Copy the Alexander O'Neal album text below word for word, in full.

**Source text:**
━━━━━━━━━━

Alexander O'Neal is the debut solo studio album by American recording artist Alexander O'Neal. It was originally released in 1985 by Tabu and Epic. The songs were recorded during 1984 to 1985 in sessions that took place at Creation Audio in Minnesota, and Larrabee Sound in Los Angeles, California, assisted by R&B songwriting and record production team Jimmy Jam and Terry Lewis.

After release, the album was received favourably by the majority of music critics. One of O'Neal's most commercially successful solo albums, in the United States it went on to peak at number 92 on the Billboard 200 and number 21 on Top R&B/Hip-Hop Albums. The album launched four charting singles in the United Kingdom. "If You Were Here Tonight" peaked at number 13 on the UK Singles Chart; "A Broken Heart Can Mend" peaked at number 53; "What's Missing" at number 90; "You Were Meant to Be My Lady (Not My Girl)" at number 98. In the UK, the album sold more than 100,000 copies and was certified gold by the BPI.

The album was re-released on 8 April 2013 on Tabu's new Re-born imprint featuring rare bonus content. The reissue is a 2-CD set with the original album digitally remastered from the original 1/2" mix tapes; the bonus content consists of associated 7", and 12" mixes.

Critical reception
Alexander O'Neal was well received by most critics. In his consumer guide for The Village Voice, Robert Christgau gave the album a B and commented that "From the Timexes who gave the world the new improved S.O.S. Band, a new improved black matinee idol. They start one side with a can't-miss post-vulnerable ballad, the other with a can't-miss dance song deceptively entitled "Innocent". He then added: "The rest they leave to craft. Is this any way to serve a new improved matinee idol? Probably."

━━━━━━━━━━

**Records shown:**
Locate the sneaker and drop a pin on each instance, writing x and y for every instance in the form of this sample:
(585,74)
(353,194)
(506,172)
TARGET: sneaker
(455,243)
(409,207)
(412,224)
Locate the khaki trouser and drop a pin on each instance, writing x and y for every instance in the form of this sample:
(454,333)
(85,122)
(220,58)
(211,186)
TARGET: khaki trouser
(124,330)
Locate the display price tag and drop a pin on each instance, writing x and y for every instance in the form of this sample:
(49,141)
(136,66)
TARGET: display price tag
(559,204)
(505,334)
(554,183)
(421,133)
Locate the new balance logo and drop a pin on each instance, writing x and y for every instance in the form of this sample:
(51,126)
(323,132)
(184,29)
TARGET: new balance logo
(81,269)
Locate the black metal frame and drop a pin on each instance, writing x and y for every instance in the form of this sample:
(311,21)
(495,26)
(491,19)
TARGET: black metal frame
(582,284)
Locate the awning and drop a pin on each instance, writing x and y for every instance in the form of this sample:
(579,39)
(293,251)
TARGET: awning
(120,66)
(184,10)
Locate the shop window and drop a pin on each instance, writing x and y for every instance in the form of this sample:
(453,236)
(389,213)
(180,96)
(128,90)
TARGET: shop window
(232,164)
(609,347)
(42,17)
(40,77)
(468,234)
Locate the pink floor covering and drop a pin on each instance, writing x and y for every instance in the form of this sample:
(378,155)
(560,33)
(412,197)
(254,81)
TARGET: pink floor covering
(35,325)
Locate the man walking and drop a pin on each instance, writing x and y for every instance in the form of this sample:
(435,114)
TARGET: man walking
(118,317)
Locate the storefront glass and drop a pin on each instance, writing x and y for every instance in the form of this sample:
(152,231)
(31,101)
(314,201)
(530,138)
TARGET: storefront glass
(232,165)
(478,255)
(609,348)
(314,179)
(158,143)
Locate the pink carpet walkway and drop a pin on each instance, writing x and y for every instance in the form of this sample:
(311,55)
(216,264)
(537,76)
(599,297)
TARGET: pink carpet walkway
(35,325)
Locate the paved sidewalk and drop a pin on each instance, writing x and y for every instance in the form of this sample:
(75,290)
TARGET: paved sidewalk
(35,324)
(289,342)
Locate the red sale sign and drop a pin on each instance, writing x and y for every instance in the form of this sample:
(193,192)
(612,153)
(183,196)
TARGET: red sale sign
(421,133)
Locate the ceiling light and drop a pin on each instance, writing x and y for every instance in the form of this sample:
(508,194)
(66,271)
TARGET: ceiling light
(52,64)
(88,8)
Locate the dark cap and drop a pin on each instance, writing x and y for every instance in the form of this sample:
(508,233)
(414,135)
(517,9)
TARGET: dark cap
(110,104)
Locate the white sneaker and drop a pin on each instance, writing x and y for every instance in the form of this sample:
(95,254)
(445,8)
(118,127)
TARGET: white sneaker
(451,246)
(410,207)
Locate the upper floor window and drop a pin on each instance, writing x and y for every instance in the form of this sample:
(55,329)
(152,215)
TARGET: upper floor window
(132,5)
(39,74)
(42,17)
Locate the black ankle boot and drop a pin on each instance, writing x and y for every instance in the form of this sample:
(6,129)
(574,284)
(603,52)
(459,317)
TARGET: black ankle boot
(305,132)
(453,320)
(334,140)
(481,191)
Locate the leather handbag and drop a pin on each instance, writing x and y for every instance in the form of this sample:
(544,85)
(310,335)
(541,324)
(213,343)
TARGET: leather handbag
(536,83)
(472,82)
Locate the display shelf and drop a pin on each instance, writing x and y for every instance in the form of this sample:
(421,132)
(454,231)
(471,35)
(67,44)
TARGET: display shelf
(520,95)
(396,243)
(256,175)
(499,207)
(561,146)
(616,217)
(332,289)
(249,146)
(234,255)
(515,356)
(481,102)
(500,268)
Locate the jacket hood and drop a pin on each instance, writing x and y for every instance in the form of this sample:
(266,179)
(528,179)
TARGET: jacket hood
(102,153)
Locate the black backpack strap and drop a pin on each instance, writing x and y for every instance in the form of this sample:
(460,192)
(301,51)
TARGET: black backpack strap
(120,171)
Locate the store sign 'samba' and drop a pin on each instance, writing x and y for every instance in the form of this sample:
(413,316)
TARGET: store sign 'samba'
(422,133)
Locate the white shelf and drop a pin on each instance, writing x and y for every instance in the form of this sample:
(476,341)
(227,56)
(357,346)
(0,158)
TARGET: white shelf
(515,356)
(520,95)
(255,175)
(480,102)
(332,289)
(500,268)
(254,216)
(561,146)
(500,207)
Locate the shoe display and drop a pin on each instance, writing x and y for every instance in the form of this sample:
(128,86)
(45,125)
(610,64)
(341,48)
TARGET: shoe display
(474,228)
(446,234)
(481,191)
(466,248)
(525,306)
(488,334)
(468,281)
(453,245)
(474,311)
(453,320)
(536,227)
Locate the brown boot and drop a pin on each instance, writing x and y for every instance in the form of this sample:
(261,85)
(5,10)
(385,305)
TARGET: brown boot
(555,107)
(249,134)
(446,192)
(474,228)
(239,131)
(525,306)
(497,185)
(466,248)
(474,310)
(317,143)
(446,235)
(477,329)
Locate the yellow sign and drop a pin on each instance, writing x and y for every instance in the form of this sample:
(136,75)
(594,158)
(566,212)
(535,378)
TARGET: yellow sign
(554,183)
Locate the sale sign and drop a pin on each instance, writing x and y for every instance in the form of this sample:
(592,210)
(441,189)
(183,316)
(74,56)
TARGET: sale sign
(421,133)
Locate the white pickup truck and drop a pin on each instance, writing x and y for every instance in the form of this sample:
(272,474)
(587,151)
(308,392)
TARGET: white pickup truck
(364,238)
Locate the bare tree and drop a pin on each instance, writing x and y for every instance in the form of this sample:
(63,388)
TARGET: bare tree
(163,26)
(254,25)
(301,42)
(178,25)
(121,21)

━━━━━━━━━━

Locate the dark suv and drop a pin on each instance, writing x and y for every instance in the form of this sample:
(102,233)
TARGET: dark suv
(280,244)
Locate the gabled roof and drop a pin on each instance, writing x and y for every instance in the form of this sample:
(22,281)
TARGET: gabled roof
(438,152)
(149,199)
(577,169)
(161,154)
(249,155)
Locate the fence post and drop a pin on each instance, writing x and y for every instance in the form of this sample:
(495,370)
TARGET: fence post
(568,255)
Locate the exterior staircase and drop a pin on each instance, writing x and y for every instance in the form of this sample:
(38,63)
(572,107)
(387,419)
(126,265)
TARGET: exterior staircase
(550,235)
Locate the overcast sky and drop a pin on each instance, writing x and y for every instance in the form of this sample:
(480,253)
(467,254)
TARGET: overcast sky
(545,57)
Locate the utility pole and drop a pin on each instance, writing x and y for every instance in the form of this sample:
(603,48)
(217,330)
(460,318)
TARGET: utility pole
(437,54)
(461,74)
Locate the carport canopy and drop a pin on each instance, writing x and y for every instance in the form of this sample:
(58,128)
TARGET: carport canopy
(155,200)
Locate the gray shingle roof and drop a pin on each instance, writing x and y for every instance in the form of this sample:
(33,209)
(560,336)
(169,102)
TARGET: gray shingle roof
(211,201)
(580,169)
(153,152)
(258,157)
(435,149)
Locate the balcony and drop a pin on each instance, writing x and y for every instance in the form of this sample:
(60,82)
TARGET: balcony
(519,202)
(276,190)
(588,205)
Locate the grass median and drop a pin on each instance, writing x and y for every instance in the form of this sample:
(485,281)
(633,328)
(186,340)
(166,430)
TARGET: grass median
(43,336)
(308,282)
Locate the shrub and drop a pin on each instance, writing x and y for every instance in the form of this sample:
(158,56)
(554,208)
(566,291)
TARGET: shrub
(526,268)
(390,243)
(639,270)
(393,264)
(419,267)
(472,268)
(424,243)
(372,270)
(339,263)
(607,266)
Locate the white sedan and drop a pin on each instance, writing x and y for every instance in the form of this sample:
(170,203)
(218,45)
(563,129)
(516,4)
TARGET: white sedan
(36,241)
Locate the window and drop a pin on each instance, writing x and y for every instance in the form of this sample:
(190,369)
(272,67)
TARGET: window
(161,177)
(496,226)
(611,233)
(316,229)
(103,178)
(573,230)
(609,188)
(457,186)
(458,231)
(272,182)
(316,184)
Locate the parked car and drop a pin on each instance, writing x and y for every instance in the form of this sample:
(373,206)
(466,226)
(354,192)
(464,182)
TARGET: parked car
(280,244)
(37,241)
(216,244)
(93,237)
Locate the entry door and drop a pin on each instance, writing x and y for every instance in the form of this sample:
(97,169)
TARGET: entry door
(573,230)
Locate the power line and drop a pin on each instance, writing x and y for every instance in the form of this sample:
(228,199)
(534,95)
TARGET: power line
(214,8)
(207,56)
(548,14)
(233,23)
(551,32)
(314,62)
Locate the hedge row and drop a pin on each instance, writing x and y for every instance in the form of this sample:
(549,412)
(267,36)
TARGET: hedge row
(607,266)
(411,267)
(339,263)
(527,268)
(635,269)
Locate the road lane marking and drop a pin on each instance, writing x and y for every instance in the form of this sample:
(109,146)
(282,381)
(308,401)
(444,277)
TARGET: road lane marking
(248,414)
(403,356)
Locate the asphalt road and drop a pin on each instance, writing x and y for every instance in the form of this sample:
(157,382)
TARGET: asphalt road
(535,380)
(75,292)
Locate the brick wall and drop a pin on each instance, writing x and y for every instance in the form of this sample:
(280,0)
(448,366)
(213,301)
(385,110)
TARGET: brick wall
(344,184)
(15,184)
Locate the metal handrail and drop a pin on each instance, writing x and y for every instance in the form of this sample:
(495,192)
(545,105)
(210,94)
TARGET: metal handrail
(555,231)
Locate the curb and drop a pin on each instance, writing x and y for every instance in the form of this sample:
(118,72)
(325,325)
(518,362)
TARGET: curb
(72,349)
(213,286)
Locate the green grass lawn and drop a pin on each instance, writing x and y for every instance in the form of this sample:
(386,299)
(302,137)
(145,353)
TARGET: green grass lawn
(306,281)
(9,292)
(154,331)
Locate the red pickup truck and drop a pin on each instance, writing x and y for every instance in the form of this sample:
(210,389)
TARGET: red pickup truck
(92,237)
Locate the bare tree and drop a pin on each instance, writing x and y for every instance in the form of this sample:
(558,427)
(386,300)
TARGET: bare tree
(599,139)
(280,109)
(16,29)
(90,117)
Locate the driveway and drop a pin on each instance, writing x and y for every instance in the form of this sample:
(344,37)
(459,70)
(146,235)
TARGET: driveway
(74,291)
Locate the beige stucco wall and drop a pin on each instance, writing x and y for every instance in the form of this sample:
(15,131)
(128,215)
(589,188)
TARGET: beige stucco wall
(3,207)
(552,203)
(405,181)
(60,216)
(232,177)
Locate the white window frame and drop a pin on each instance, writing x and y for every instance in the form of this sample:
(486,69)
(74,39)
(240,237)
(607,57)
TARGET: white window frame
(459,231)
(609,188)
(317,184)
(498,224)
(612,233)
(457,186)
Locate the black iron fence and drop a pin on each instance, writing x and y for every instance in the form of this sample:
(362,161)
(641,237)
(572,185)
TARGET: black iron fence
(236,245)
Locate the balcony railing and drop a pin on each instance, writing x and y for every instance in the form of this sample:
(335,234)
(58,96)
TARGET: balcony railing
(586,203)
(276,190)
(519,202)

━━━━━━━━━━

**Complete response:**
Alexander O'Neal is the debut solo studio album by American recording artist Alexander O'Neal. It was originally released in 1985 by Tabu and Epic. The songs were recorded during 1984 to 1985 in sessions that took place at Creation Audio in Minnesota, and Larrabee Sound in Los Angeles, California, assisted by R&B songwriting and record production team Jimmy Jam and Terry Lewis.

After release, the album was received favourably by the majority of music critics. One of O'Neal's most commercially successful solo albums, in the United States it went on to peak at number 92 on the Billboard 200 and number 21 on Top R&B/Hip-Hop Albums. The album launched four charting singles in the United Kingdom. "If You Were Here Tonight" peaked at number 13 on the UK Singles Chart; "A Broken Heart Can Mend" peaked at number 53; "What's Missing" at number 90; "You Were Meant to Be My Lady (Not My Girl)" at number 98. In the UK, the album sold more than 100,000 copies and was certified gold by the BPI.

The album was re-released on 8 April 2013 on Tabu's new Re-born imprint featuring rare bonus content. The reissue is a 2-CD set with the original album digitally remastered from the original 1/2" mix tapes; the bonus content consists of associated 7", and 12" mixes.

Critical reception
Alexander O'Neal was well received by most critics. In his consumer guide for The Village Voice, Robert Christgau gave the album a B and commented that "From the Timexes who gave the world the new improved S.O.S. Band, a new improved black matinee idol. They start one side with a can't-miss post-vulnerable ballad, the other with a can't-miss dance song deceptively entitled "Innocent". He then added: "The rest they leave to craft. Is this any way to serve a new improved matinee idol? Probably."